Task to carry out:
Reproduce the entries in full, with no changes.

[Stored data entries]
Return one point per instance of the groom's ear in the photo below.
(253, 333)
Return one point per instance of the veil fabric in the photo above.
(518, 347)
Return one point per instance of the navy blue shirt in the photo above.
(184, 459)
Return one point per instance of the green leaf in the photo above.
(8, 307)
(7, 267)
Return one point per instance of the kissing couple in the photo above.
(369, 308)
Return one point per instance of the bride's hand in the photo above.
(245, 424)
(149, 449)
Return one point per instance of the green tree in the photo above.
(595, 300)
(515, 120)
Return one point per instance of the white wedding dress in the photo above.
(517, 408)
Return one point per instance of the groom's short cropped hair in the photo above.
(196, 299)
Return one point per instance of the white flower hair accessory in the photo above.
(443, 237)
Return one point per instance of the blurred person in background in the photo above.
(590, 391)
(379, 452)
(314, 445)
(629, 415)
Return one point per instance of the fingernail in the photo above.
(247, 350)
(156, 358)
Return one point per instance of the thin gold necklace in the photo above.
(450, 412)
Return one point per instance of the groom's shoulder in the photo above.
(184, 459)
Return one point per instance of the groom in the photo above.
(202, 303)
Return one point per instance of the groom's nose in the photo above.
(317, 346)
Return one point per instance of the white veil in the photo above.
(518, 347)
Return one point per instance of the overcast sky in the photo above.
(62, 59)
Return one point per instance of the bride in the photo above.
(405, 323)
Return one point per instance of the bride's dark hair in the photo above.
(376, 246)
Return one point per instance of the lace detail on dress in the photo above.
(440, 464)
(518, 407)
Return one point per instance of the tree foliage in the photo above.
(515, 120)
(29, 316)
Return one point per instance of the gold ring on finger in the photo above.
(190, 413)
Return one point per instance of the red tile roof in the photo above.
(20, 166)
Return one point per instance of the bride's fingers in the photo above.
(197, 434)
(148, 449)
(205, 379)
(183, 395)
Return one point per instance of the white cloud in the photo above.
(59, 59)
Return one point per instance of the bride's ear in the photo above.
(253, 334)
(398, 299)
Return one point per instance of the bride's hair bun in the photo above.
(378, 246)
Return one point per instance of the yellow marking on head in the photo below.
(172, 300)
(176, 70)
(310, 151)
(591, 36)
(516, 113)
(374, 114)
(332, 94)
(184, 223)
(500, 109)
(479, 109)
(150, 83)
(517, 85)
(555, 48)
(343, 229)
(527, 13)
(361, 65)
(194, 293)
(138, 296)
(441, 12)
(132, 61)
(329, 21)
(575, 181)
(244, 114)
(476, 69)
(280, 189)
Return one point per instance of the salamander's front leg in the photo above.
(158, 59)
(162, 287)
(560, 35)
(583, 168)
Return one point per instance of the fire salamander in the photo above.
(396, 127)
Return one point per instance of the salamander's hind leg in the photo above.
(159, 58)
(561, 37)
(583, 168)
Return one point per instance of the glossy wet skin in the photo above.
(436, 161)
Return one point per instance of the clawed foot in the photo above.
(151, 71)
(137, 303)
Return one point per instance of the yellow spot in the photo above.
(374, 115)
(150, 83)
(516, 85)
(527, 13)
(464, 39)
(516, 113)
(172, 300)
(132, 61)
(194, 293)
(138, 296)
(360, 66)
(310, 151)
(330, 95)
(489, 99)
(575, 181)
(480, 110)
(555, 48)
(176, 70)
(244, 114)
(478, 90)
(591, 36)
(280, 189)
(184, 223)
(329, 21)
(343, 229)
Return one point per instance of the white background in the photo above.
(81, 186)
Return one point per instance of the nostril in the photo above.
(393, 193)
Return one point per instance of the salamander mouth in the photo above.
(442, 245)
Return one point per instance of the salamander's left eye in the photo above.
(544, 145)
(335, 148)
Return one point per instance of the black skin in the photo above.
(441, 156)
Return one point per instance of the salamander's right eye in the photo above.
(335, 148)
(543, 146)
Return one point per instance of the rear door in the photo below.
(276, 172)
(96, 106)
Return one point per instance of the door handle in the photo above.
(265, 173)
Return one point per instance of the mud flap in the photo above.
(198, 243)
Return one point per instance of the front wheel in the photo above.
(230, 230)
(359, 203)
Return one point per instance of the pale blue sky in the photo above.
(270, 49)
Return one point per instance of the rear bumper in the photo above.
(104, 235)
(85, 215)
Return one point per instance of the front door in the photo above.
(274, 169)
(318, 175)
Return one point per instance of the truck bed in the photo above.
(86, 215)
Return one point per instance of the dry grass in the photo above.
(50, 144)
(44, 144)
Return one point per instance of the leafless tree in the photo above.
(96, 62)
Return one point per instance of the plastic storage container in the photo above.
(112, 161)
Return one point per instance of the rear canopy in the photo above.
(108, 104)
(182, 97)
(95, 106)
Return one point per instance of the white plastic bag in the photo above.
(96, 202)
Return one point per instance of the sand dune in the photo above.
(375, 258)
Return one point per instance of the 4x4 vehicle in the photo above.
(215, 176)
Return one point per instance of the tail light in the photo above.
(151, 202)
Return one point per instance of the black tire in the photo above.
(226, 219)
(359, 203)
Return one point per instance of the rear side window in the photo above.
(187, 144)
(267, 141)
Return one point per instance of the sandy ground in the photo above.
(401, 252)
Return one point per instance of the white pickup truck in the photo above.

Right answer:
Return one point per instance of the groom's ear in the photo below.
(253, 333)
Return one point per instance of the veil fabric in the photo above.
(518, 347)
Return one point per instance of the navy blue shirt in the photo above.
(184, 459)
Return one point per instance of the green leaf in the photo above.
(8, 307)
(7, 267)
Return one point per instance of the kissing couple in the photo above.
(369, 308)
Return one point per instance of the bride's hand in the photo above.
(245, 424)
(149, 449)
Return one point per instance of the green tree in the photo above.
(595, 300)
(515, 120)
Return one point per instance of the white wedding dress in the photo above.
(517, 408)
Return one point per instance of the groom's short cropped hair in the photo above.
(196, 299)
Return one point per instance of the white flower hair accessory in the photo above.
(443, 237)
Return one point per instance of the blurred person in background in the photo above.
(590, 391)
(379, 452)
(314, 445)
(629, 415)
Return one point per instance of the fingernail in the photo above.
(247, 350)
(156, 358)
Return one point per instance of the thin gold necklace in the photo above.
(450, 412)
Return one point per instance of the groom's shoulder in the photo above.
(184, 459)
Return one point per instance of the groom in the photo above.
(202, 303)
Return one point per instance of the groom's nose in the photo above.
(317, 346)
Return one point per instance of the white veil in the photo above.
(518, 347)
Return one point per instance of the overcast sky in the photo above.
(62, 59)
Return one point per instance of the bride in the photo above.
(405, 323)
Return one point per instance of the bride's dark hair in the photo above.
(376, 246)
Return one point per instance of the lace detail on dress in the photo above.
(440, 464)
(518, 407)
Return one point per instance of the tree foliage in the photo above.
(515, 120)
(29, 316)
Return one point per instance of the gold ring on finger in the photo above.
(190, 413)
Return one point per instance of the red tile roof in the photo above.
(20, 166)
Return one point per instance of the bride's fingers in the photo above.
(197, 434)
(148, 449)
(205, 379)
(183, 395)
Return one point per instance of the white cloud in the photo above.
(59, 59)
Return one point per instance of the bride's ear in the photo above.
(253, 334)
(398, 299)
Return one point per instance of the bride's hair bun in the photo above.
(378, 246)
Return one point per instance of the yellow marking on head in the photo below.
(172, 300)
(176, 70)
(310, 151)
(591, 36)
(516, 113)
(374, 114)
(332, 94)
(184, 223)
(500, 109)
(479, 109)
(150, 83)
(517, 85)
(555, 48)
(343, 229)
(527, 13)
(361, 65)
(194, 293)
(138, 296)
(441, 12)
(132, 61)
(329, 21)
(575, 181)
(244, 114)
(476, 69)
(280, 189)
Return one point per instance of the salamander's front leg in the photo above.
(158, 59)
(162, 287)
(560, 35)
(583, 168)
Return one point per instance of the fire salamander in the photo above.
(396, 127)
Return one point per instance of the salamander's hind leg in the photo above.
(159, 58)
(561, 37)
(583, 168)
Return one point per instance of the glossy wet skin in the photo above.
(436, 161)
Return one point per instance of the clawed foot in the photo above.
(151, 71)
(137, 303)
Return one point per instance of the yellow spot in the photo above.
(374, 115)
(150, 83)
(516, 85)
(527, 13)
(464, 39)
(516, 113)
(172, 300)
(132, 61)
(194, 293)
(138, 296)
(360, 66)
(310, 151)
(330, 95)
(489, 99)
(575, 181)
(480, 110)
(555, 48)
(176, 70)
(244, 114)
(478, 90)
(591, 36)
(280, 189)
(184, 223)
(329, 21)
(343, 229)
Return one point per instance of the white background in the photo above.
(81, 186)
Return one point per instance of the nostril in the photo above.
(393, 193)
Return one point per instance of the salamander mouth in the photo above.
(442, 245)
Return one point per instance of the salamander's left eye in the photo above.
(544, 145)
(335, 148)
Return one point per instance of the black skin in the photo above.
(441, 156)
Return one point per instance of the salamander's right eye in the photo above.
(335, 148)
(543, 146)
Return one point per instance of the rear door in the photo below.
(276, 172)
(96, 106)
Return one point per instance of the door handle in the photo above.
(265, 173)
Return one point per instance of the mud flap in the photo above.
(198, 243)
Return one point per instance of the front wheel in the photo above.
(230, 230)
(359, 203)
Return one point per instance of the pale blue sky in the photo above.
(270, 49)
Return one point per instance of the rear bumper in the photo above.
(104, 235)
(85, 215)
Return one point per instance of the front door in the photo above.
(274, 169)
(318, 175)
Return one point per instance of the truck bed in the photo above.
(86, 215)
Return one point per instance of the dry grass in the photo above.
(50, 144)
(44, 144)
Return one point per instance of the leafless tree in the photo above.
(96, 62)
Return one point per instance of the plastic storage container in the photo above.
(112, 161)
Return one point per instance of the rear canopy in the photo above.
(108, 104)
(182, 97)
(95, 106)
Return one point per instance of the white plastic bag in the photo above.
(96, 202)
Return one point per instance of the sand dune in the photo above.
(375, 258)
Return one point per instance of the 4x4 vehicle in the photo above.
(215, 176)
Return one point per instance of the tail light in the photo above.
(151, 202)
Return one point per instance of the black tire in the photo above.
(226, 219)
(359, 203)
Return one point per instance of the rear side window in the photo above.
(187, 144)
(267, 141)
Return one point per instance of the sandy ground in the photo above.
(401, 252)
Return one point per instance of the white pickup truck in the photo above.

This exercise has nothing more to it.